*TASK INPUTS*.
•••
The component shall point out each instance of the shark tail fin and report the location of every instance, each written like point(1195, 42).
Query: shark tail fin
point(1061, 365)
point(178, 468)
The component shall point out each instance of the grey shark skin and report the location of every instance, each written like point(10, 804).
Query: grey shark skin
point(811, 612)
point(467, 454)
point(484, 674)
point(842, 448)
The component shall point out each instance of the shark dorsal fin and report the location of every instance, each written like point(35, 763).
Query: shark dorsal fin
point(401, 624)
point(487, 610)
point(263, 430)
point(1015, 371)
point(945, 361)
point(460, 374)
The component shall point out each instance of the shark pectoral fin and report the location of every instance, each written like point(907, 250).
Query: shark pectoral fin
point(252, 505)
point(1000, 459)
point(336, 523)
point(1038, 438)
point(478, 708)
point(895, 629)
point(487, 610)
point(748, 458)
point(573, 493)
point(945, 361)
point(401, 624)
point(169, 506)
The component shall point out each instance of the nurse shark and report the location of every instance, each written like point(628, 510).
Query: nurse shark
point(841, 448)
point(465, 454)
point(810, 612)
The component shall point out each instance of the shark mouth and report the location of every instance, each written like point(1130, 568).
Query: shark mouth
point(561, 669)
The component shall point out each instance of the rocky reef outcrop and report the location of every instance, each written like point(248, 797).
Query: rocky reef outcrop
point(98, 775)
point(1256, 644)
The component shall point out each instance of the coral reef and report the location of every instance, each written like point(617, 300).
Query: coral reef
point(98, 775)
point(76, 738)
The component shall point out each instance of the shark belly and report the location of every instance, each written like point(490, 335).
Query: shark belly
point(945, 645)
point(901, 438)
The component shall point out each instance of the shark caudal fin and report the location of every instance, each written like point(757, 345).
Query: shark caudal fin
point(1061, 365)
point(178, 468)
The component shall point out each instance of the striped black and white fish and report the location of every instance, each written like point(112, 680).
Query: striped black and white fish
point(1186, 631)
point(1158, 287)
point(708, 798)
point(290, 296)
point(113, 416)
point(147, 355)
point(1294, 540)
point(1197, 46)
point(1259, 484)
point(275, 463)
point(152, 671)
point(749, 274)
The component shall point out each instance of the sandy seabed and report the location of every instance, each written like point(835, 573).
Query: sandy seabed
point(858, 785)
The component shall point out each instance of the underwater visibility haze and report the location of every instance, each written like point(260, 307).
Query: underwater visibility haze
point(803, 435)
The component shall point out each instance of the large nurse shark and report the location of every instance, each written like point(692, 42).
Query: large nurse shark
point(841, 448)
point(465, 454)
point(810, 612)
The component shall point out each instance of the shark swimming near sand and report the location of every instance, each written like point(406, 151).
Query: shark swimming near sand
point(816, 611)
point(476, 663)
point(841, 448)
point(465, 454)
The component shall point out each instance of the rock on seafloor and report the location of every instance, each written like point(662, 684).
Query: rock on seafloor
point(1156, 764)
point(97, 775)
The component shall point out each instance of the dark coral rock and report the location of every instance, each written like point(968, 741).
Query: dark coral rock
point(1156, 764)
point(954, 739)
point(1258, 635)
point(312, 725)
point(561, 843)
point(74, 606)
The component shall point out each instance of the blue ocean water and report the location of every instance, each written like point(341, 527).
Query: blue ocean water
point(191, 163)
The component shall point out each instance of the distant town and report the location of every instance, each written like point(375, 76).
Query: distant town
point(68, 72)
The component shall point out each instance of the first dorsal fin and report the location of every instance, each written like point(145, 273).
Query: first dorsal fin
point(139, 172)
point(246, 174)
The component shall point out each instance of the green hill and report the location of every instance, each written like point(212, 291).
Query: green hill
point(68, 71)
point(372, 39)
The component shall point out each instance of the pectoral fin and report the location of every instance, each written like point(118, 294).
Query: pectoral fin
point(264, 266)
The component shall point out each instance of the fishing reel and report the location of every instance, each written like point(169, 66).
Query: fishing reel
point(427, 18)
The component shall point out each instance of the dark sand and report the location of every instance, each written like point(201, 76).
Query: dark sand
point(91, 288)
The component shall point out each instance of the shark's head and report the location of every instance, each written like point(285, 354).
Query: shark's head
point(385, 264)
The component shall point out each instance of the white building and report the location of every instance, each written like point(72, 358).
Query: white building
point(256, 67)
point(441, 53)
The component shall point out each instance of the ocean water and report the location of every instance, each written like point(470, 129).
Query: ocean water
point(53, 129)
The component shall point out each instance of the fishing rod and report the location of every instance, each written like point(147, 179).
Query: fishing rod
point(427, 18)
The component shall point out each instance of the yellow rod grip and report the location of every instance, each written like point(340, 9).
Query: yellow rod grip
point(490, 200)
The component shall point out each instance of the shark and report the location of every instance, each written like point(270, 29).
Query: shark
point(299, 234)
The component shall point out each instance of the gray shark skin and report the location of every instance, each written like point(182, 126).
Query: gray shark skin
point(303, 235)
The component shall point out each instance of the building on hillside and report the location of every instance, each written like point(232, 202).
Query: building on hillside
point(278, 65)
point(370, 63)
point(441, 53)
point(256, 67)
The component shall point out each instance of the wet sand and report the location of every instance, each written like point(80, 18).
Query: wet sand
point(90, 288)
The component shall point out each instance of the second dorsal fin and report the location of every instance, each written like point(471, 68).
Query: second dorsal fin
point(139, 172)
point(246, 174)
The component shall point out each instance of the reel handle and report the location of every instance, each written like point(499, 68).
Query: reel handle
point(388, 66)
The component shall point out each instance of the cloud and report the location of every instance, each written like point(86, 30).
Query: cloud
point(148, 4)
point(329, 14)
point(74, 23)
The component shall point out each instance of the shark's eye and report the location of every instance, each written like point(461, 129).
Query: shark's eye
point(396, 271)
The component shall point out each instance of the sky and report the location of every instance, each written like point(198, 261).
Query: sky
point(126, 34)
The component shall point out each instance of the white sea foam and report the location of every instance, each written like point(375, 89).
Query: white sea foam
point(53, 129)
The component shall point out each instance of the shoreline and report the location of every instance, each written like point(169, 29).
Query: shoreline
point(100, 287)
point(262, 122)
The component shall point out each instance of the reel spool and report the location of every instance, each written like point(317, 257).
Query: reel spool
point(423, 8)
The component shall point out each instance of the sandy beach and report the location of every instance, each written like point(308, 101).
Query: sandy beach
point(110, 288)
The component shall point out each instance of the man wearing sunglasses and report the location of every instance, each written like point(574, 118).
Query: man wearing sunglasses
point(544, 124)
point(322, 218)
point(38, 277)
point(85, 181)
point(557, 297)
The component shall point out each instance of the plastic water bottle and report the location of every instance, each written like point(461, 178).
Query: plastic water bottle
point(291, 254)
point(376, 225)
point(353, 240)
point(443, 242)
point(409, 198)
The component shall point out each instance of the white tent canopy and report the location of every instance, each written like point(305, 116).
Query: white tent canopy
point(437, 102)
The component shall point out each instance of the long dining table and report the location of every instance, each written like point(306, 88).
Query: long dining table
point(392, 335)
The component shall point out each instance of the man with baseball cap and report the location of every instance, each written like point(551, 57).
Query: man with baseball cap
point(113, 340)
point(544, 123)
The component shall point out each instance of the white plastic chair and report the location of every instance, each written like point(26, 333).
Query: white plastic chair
•••
*ASSIGNMENT*. A complete, exact copy of the material is required.

*YOUR SOLUTION*.
The component shall point out each instance of the shark tail fin and report the location of every instance, each written like point(1195, 42).
Query: shark tail fin
point(1061, 365)
point(178, 468)
The component shall point out each instance of the grey shark skin and report the location of every instance, each written like point(10, 804).
Query: grey shark skin
point(811, 612)
point(467, 454)
point(484, 674)
point(842, 448)
The component shall point out each instance of the shark dorsal fin and report the location of every instance, each written like point(35, 763).
Query: shark dorsal fin
point(401, 624)
point(487, 610)
point(263, 430)
point(1015, 371)
point(945, 361)
point(460, 374)
The component shall point out each instance of the shark pectoral fin and report the location of every instance, each written like point(907, 250).
Query: shark pectoral fin
point(252, 505)
point(1000, 459)
point(336, 523)
point(1038, 438)
point(478, 708)
point(895, 629)
point(487, 610)
point(748, 458)
point(573, 493)
point(945, 361)
point(401, 624)
point(169, 506)
The component shall point out each instance of the nurse shark and report the location of every instance, each written like point(628, 510).
Query: nurse shark
point(841, 448)
point(465, 454)
point(810, 612)
The component shall point out each instance of the shark mouth and report the location of every instance, each written like point(1130, 568).
Query: shark mouth
point(561, 669)
The component shall point out each instance of the rocky reef outcrop and report the location of every instance, each written like point(248, 797).
Query: rocky reef outcrop
point(98, 775)
point(1256, 644)
The component shall point out each instance of the coral reef and report the location of every instance, each written like point(617, 300).
Query: coral reef
point(98, 775)
point(76, 738)
The component shall point out each instance of the shark belly and report the location of every instance, each written like point(490, 335).
Query: shark belly
point(945, 645)
point(901, 438)
The component shall point out each instance of the shark caudal fin and report the location of every instance, each written like point(757, 345).
Query: shark caudal fin
point(1061, 365)
point(178, 468)
The component shall point out each instance of the striped black and white fish and report the location of every instance, each written like point(112, 680).
Query: striped black and white fish
point(1186, 631)
point(1158, 287)
point(708, 798)
point(290, 296)
point(113, 416)
point(147, 355)
point(1294, 540)
point(1197, 46)
point(1259, 484)
point(275, 463)
point(152, 671)
point(749, 274)
The component shall point out each instance of the sandy seabed and report the location of every instance, each written like point(835, 573).
Query: sandy seabed
point(858, 785)
The component shall point out each instance of the underwater visibility haze and report the location of every instance, each written like point(260, 307).
Query: underwater visibility haze
point(803, 435)
The component shall point out each instance of the large nurse shark and report the location of every instance, each written like point(692, 42).
Query: large nurse shark
point(841, 448)
point(465, 454)
point(810, 612)
The component shall point out each instance of the shark swimming near sand and report the location of every instance, each written like point(406, 151).
Query: shark swimming near sand
point(816, 611)
point(476, 663)
point(841, 448)
point(465, 454)
The component shall point out each instance of the rock on seafloor and report the location of every instance, each written like point(662, 684).
Query: rock on seafloor
point(1156, 764)
point(97, 775)
The component shall point out each instance of the dark coral rock and report the location of every instance, each written like point(968, 741).
Query: dark coral rock
point(1156, 764)
point(954, 739)
point(1258, 635)
point(312, 725)
point(561, 843)
point(74, 606)
The component shall point out each instance of the blue ocean water and report the location of every instance, each written like point(341, 527).
Query: blue ocean water
point(191, 163)
The component shall point out each instance of the distant town and report the location of every instance, each written like point(375, 76).
Query: distant town
point(68, 72)
The component shall point out each instance of the first dorsal fin and report the location of every instance, each written like point(145, 273).
Query: first dorsal fin
point(139, 172)
point(246, 174)
The component shall point out each instance of the green hill and report the location of every instance, each written like point(212, 291).
Query: green hill
point(68, 71)
point(372, 39)
The component shall point out each instance of the pectoral fin and report the location of every instance, each written like point(118, 294).
Query: pectoral fin
point(264, 266)
The component shall point out each instance of the fishing reel and report the location of every instance, each written like point(169, 66).
Query: fishing reel
point(427, 18)
The component shall point out each instance of the dark sand and report the location of every instance, each written like point(201, 76).
Query: dark sand
point(91, 288)
The component shall point out each instance of the shark's head and report the location of every instance, each written like point(285, 354).
Query: shark's head
point(385, 264)
The component shall point out each instance of the white building and report the location of every instance, each written like point(72, 358).
Query: white building
point(256, 67)
point(441, 53)
The component shall point out each instance of the ocean water and report the location of every instance, each written like point(470, 129).
Query: ocean water
point(53, 129)
The component shall point out each instance of the fishing rod and report the location of every instance, each written like point(147, 179).
Query: fishing rod
point(427, 18)
The component shall point out each instance of the yellow rod grip and report the location of every instance, each written like point(340, 9).
Query: yellow rod grip
point(490, 200)
The component shall point out each instance of the shark and report the location of every instance, each written like point(270, 29).
Query: shark
point(299, 234)
The component shall point out each instance of the gray shark skin and report the location of every instance, each written like point(182, 126).
Query: gray shark skin
point(303, 235)
The component shall point out each instance of the building on hillside and report the location of every instance, each written like point(232, 202).
Query: building on hillside
point(278, 65)
point(370, 63)
point(441, 53)
point(256, 67)
The component shall point out each instance of the wet sand and report the location of every instance, each written like point(80, 18).
Query: wet sand
point(90, 288)
The component shall point out each instance of the second dorsal fin and report the location of every instance, each written like point(471, 68).
Query: second dorsal fin
point(139, 172)
point(246, 174)
The component shall point out each instance of the reel handle and report the location of every instance, each written like point(499, 68).
Query: reel handle
point(388, 66)
The component shall point out each instance of the cloud and report the location of every instance, each written like point(86, 30).
Query: cloud
point(148, 4)
point(329, 14)
point(74, 23)
The component shall point out each instance of the shark's eye and report the location of every instance, each written like point(461, 129).
Query: shark's eye
point(396, 271)
The component shall point out each instance of the sky and report the location of every instance, each written like point(198, 261).
Query: sky
point(126, 34)
The component shall point out each instance of the white sea foam and report the location of every instance, each written like point(375, 89).
Query: white sea foam
point(53, 129)
The component shall point out each instance of the shoreline and report the location of every instance, each written like point(169, 29).
Query: shoreline
point(100, 287)
point(262, 122)
The component shall point out each instance of the reel spool and report the location of every instance, each written like point(317, 257).
Query: reel spool
point(423, 8)
The component shall point out each instance of the sandy beach and report the location of every instance, each written like point(308, 101).
Query: sandy beach
point(110, 288)
The component shall point out each instance of the man wearing sunglasses and report the location of every instance, each written like point(574, 118).
Query: man wearing sunglasses
point(544, 124)
point(322, 218)
point(38, 277)
point(85, 181)
point(557, 297)
The component shall point out each instance of the plastic water bottle and report the location of every instance, each written like point(461, 178).
Query: plastic water bottle
point(291, 254)
point(376, 225)
point(353, 240)
point(443, 242)
point(409, 198)
The component shall point out each instance of the white tent canopy and report the location of every instance, each written like point(305, 116).
Query: white tent canopy
point(437, 102)
The component shall point out each instance of the long dining table and report the location of every instance, each written like point(306, 88).
Query: long dining table
point(392, 335)
The component shall point out each instance of the man with baseball cap and report the location of every instance, each written like point(551, 57).
Query: man with baseball cap
point(113, 340)
point(544, 123)
The component shall point out each instance of the white plastic chair and report the location of every instance, each written like point(26, 333).
Query: white plastic chair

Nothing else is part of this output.